Set down every entry once more, exactly as it appears.

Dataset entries
=-=-=-=-=

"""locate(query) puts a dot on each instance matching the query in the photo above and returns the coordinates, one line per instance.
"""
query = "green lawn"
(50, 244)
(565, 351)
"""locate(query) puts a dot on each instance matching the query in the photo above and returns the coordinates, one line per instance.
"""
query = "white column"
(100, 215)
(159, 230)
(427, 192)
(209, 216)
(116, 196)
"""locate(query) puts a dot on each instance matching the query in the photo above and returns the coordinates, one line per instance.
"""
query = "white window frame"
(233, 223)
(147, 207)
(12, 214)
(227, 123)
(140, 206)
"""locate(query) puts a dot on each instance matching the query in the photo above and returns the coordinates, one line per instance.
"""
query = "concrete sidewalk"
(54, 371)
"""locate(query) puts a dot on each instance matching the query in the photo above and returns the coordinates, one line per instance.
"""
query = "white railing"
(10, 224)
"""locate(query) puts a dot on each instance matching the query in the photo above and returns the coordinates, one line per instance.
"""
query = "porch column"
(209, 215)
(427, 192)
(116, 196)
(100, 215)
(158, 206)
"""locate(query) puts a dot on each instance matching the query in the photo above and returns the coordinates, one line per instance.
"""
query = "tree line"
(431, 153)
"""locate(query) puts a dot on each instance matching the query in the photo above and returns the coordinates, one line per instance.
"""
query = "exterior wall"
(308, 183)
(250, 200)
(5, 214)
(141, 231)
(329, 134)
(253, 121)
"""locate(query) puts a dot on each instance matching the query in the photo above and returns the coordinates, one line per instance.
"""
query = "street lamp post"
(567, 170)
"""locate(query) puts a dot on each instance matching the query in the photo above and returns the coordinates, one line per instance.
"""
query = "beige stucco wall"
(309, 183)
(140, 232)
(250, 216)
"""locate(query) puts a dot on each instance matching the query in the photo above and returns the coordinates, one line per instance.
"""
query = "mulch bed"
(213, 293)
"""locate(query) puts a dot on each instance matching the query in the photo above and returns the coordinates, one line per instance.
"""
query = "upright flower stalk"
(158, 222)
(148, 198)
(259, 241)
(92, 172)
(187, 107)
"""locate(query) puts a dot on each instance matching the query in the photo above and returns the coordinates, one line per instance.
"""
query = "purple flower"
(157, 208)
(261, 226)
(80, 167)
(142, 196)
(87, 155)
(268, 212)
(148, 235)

=-=-=-=-=

Result:
"""locate(query) puts a dot on each instance matching the query in the photo above and returns the coordinates, one line per instance.
"""
query = "green lawn"
(50, 244)
(565, 351)
"""locate(query) puts a dot on each instance matching the query in the photo above and returns the coordinates, one line per instance.
"""
query = "white column"
(100, 215)
(159, 230)
(427, 192)
(209, 216)
(116, 196)
"""locate(query) puts a dot on each instance matching the query in the photo above and returns the coordinates, one line per instance.
"""
query = "white window frame"
(233, 223)
(147, 207)
(12, 214)
(227, 123)
(140, 206)
"""locate(query) puts a dot on each instance matching the query in the photo above and returns the coordinates, one line per instance.
"""
query = "concrete sidewalk"
(54, 371)
"""locate(query) puts a dot on each instance matching the query in the photo above and returns the coordinates, one line per instance.
"""
query = "white railing"
(10, 224)
"""locate(query) puts a dot on each instance matching the query in the photo above and returns the coordinates, one line per instance.
"""
query = "porch column"
(209, 215)
(427, 192)
(116, 196)
(100, 215)
(158, 206)
"""locate(query) puts a dot on each instance matching the query in the photo above and returns the coordinates, one line per instance.
"""
query = "tree line"
(431, 153)
"""locate(query) puts a dot on each instance matching the query in the photo above and returns the coordinates, one line per instance.
"""
query = "exterior wall"
(308, 183)
(250, 200)
(5, 214)
(141, 231)
(329, 134)
(253, 121)
"""locate(query) puts a dot on each instance matching the query in the photo above and returns the coordinates, one line per instance.
"""
query = "street lamp post"
(567, 170)
"""locate(query) puts a dot on each instance matching the query in the photo above and returns the coordinates, one line per instance.
"""
query = "beige stucco wall"
(309, 183)
(140, 232)
(250, 216)
"""locate(query) puts a dot on each instance matching the query in the photo above and returns the coordinates, one line per instance.
"""
query = "mulch bed"
(213, 293)
"""locate(query) puts a dot on each instance matching the query in the photo above and returns the coordinates, one line per instance.
"""
query = "upright flower stalk"
(158, 222)
(148, 198)
(259, 241)
(92, 172)
(187, 107)
"""locate(query) puts a dot on each instance matching the query in the photo above and returns the coordinates, one line per instance.
"""
query = "purple flower"
(157, 208)
(261, 226)
(80, 167)
(142, 196)
(87, 155)
(268, 212)
(148, 235)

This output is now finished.